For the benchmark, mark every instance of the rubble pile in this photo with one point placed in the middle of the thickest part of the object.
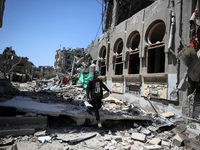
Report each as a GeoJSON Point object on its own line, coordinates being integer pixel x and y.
{"type": "Point", "coordinates": [136, 135]}
{"type": "Point", "coordinates": [159, 131]}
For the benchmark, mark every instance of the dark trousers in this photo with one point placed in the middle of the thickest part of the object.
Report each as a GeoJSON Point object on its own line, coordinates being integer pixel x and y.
{"type": "Point", "coordinates": [96, 103]}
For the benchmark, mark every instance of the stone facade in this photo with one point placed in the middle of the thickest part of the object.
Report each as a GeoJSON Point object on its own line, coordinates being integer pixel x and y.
{"type": "Point", "coordinates": [138, 53]}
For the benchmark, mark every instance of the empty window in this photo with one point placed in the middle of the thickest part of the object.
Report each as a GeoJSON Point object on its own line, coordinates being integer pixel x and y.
{"type": "Point", "coordinates": [156, 47]}
{"type": "Point", "coordinates": [134, 60]}
{"type": "Point", "coordinates": [118, 57]}
{"type": "Point", "coordinates": [102, 61]}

══════

JOB
Return exactly the lines of the data, and only those, from the line with "For the benchmark, mark every instance of the stone" through the last line, inclusive.

EXPECTED ANSWER
For the benchmark, mark every instance of the stone facade in this photo with one point placed in the middle of the thickest part of the object.
Report each as a GeoJSON Point object on its own line, coordinates being integer pixel x and y.
{"type": "Point", "coordinates": [138, 53]}
For the benchmark, mark every instance of the empty window in this photo with one point placed in the middle of the thickest part of the object.
Report each as a GeoJSON Point object on its own line, coordinates being integer pixel x and y.
{"type": "Point", "coordinates": [156, 47]}
{"type": "Point", "coordinates": [134, 60]}
{"type": "Point", "coordinates": [118, 57]}
{"type": "Point", "coordinates": [102, 61]}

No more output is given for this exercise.